[Natural-language object grounding data]
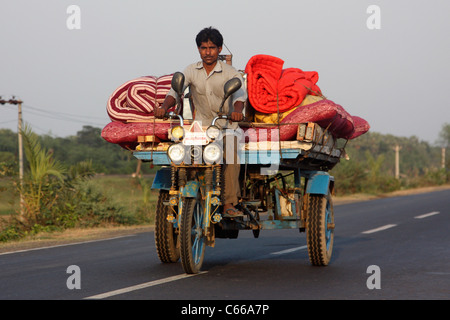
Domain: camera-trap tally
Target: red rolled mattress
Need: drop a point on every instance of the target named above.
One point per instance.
(325, 113)
(272, 88)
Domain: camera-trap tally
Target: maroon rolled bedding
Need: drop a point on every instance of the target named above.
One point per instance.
(138, 98)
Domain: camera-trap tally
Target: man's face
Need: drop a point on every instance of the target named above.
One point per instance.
(209, 52)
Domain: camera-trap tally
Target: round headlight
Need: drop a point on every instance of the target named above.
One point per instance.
(212, 153)
(176, 153)
(177, 133)
(214, 133)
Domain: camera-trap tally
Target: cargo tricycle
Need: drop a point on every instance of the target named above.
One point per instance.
(284, 185)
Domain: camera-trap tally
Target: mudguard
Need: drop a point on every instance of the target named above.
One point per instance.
(190, 190)
(162, 179)
(319, 182)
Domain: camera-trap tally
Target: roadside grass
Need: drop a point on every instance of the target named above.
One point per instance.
(132, 198)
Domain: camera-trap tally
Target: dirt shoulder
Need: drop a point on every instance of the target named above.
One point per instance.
(71, 236)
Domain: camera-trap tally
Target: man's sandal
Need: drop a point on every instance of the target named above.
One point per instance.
(232, 213)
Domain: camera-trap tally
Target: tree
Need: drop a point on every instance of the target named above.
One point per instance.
(444, 136)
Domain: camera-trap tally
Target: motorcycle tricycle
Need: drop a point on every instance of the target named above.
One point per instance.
(284, 185)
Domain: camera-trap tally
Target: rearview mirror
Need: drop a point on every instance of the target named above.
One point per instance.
(178, 83)
(231, 86)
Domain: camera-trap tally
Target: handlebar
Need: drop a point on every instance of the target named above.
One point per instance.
(172, 114)
(220, 116)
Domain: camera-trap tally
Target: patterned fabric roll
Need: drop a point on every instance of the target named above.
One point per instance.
(137, 98)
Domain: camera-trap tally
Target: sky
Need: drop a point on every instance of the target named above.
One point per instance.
(389, 65)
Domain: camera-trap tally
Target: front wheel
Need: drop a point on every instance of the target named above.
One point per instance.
(166, 236)
(192, 236)
(320, 229)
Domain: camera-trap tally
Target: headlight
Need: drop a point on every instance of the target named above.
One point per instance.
(177, 133)
(212, 153)
(214, 133)
(176, 153)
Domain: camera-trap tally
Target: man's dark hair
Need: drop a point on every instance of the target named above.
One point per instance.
(209, 34)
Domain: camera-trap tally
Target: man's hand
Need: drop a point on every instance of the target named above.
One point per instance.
(237, 116)
(160, 112)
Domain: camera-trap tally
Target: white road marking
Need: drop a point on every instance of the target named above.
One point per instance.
(379, 229)
(290, 250)
(426, 215)
(143, 285)
(64, 245)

- [WORK REQUEST]:
Copy every line of the data that carries the word "headlight".

- [ANSWER SECTION]:
Target: round headlight
Target: headlight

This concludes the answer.